### Aim
Reproduce each of the following entries verbatim, keeping every line as it stands.

### Extracted records
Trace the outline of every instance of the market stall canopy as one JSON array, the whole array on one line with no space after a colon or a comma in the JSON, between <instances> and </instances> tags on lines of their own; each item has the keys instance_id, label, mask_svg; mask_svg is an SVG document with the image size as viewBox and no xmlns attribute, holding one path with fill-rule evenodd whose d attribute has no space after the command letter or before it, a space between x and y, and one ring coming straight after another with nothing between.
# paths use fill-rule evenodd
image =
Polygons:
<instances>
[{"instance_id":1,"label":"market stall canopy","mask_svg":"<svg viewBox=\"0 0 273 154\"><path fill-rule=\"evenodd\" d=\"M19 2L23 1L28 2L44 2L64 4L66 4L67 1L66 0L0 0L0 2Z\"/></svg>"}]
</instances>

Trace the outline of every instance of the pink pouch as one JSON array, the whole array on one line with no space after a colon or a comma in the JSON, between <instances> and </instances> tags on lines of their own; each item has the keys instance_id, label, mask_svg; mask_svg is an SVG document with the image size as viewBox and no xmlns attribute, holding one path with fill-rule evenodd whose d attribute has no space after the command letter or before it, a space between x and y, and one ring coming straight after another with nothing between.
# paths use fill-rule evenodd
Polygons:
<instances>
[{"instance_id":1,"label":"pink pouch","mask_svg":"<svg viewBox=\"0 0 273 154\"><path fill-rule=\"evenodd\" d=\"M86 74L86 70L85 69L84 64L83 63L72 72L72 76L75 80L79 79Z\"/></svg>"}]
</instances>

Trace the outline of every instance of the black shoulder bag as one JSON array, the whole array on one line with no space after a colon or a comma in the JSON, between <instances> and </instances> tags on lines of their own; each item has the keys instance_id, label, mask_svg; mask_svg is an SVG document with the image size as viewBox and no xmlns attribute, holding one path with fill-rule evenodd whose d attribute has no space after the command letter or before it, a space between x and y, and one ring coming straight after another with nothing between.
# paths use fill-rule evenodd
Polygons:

### Result for this exercise
Trace the outline of every instance of the market stall canopy as one JSON array, the whole array on one line with no space after a colon or a comma in the JSON, between <instances> and </instances> tags on lines of their own; each item has the keys instance_id, label, mask_svg; mask_svg is an SVG document with the image size as viewBox and no xmlns attribute, holding one path with fill-rule evenodd whose d attribute has no space after the command letter or before it, a space between x and y, and one ring coming straight after another with nothing between.
# paths use fill-rule evenodd
image =
Polygons:
<instances>
[{"instance_id":1,"label":"market stall canopy","mask_svg":"<svg viewBox=\"0 0 273 154\"><path fill-rule=\"evenodd\" d=\"M19 2L23 1L28 2L44 2L64 4L66 4L67 1L66 0L0 0L0 2Z\"/></svg>"}]
</instances>

Trace the outline of every instance of the pink pouch as one JSON array, the whole array on one line with no space after a colon or a comma in the JSON, between <instances> and </instances> tags on lines of their own; each item has the keys instance_id, label, mask_svg; mask_svg is an SVG document with the image size as viewBox and no xmlns attribute, holding one path with fill-rule evenodd whose d attribute has no space after the command letter or before it, a space between x and y, and one ring coming straight after another with nothing between.
# paths use fill-rule evenodd
Polygons:
<instances>
[{"instance_id":1,"label":"pink pouch","mask_svg":"<svg viewBox=\"0 0 273 154\"><path fill-rule=\"evenodd\" d=\"M86 74L86 70L85 69L84 64L83 63L72 72L72 76L75 80L79 79Z\"/></svg>"}]
</instances>

Trace the outline of every instance of the black shoulder bag as one JSON array, the whole array on one line with no space after a colon or a comma in the JSON, between <instances> and </instances> tags on lines of their own; each item has the keys instance_id, label, mask_svg; mask_svg is an SVG document with the image size as viewBox and no xmlns attribute, holding one path with fill-rule evenodd whose d attribute has no space after the command letter or before it, a space between x and y, and one ring coming straight after another with nothing between.
# paths use fill-rule evenodd
Polygons:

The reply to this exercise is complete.